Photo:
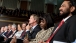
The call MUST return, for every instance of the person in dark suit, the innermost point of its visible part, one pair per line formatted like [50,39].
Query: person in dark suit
[66,32]
[33,28]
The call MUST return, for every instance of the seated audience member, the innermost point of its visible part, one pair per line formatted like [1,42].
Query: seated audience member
[24,30]
[47,27]
[19,32]
[13,29]
[31,32]
[65,31]
[2,30]
[33,27]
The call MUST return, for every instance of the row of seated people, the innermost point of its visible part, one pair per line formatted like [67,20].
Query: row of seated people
[42,30]
[17,12]
[35,31]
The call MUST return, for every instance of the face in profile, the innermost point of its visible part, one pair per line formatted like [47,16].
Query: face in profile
[65,8]
[43,23]
[31,20]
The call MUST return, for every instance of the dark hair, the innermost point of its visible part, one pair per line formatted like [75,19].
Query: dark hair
[48,19]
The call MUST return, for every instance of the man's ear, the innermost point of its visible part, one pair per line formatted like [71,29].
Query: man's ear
[72,8]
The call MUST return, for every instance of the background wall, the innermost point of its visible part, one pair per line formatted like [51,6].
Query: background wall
[37,5]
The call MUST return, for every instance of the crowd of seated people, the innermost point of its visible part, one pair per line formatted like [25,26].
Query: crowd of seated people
[32,31]
[10,31]
[17,12]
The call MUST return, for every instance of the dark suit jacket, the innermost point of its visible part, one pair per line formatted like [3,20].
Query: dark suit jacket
[34,32]
[66,33]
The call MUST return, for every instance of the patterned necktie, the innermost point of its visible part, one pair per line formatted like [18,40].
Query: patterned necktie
[55,31]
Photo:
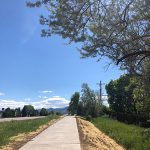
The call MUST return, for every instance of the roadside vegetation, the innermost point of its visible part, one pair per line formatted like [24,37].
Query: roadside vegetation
[13,128]
[130,136]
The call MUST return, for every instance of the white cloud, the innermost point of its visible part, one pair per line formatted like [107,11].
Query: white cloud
[45,92]
[27,99]
[2,94]
[53,102]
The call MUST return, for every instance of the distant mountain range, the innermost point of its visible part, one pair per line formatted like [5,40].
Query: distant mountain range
[60,110]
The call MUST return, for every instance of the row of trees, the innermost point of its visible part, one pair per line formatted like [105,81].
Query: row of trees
[86,104]
[129,100]
[28,110]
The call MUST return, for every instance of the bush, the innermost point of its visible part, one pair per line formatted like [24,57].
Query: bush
[89,117]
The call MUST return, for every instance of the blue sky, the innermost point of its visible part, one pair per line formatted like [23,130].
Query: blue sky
[30,64]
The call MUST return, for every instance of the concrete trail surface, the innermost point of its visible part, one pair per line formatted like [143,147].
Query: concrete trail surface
[63,135]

··········

[The request]
Copy every line of the data exactly as written, excluding the pictures.

[Exercise output]
Photo:
The call MUST return, for every instance of the person in dark suit, the innermost point of its visible part, one pair per line formatted like [50,39].
Query: person in dark suit
[66,32]
[33,28]
The call MUST return, for every instance of the seated audience member, the innermost point of its visible part, one pair per line formatted like [1,42].
Query: seated audience member
[24,30]
[47,27]
[19,32]
[13,29]
[31,32]
[65,31]
[2,30]
[33,27]
The call MUST return, for every instance of the row of seated people, the innermost point of its visible part, one pair per line formatted like [67,20].
Query: row of seated people
[42,30]
[17,12]
[35,31]
The call MUST return, for every instance of the face in profile, the innermost point of its visible part, one pair per line formatted like [47,16].
Query: face in profile
[65,8]
[43,23]
[31,20]
The call MUST return, for every instance of the dark hair, the innermost point of its visible part, one pair per line formatted like [75,19].
Query: dark hair
[48,19]
The call MUST return, for every instance of the man's ear, the innermost point of its visible part, one pair per line formatted like [71,29].
Query: man's ear
[72,8]
The call MUST return, for every instance of the background wall, the innermost point of its visible part, one pair per line formatted like [51,6].
Query: background wall
[37,5]
The call MUST return, for every instance of the crowd of seated people, the innermost point of its visible part, one pair per line formatted like [25,26].
Query: crowd of seated people
[32,31]
[10,31]
[17,12]
The call MUST return, for every instance of the dark suit jacket, the innermost point of its visible part, one pair per line formatted like [3,20].
Query: dark suit jacket
[34,32]
[66,33]
The call MUST return, for every instance of the patterned necktie, the innermost point of its visible part, one pair per line formatted like [18,40].
Query: patterned necktie
[55,31]
Photo:
The call MUST return, for every instance of the roadside vegetation, the innermost point of its visible part, one pair per line formatted like [24,37].
Query: roadside vegetation
[13,128]
[130,136]
The call MUST return, for every instance of the white cloud, the innermost point of its visible part, one pair per line formatted like [107,11].
Query: white cloud
[45,92]
[27,99]
[2,94]
[53,102]
The call MUST return, for every instance of the distant mountain range, the innermost point of its visible part, one pair per line formatted like [5,40].
Query: distant mountain range
[60,110]
The call MUST return, for every instance of the row of trees, the innermost point of its visible part, one pair per line formatted like [105,81].
Query: row of trees
[86,104]
[129,100]
[28,110]
The call MUST return, for every instance of the bush, the innermost point of its visible part, one pair per line formatted like [24,57].
Query: bush
[89,117]
The call MUST return, for every instance of the blue sky, the innermost point of its visible part, one pair per line formatted like [23,130].
Query: blue sky
[30,64]
The call MUST return, for every instance of the concrete trail surface, the innermost point of its visible part, one pair per line formatted like [143,147].
Query: concrete trail surface
[63,135]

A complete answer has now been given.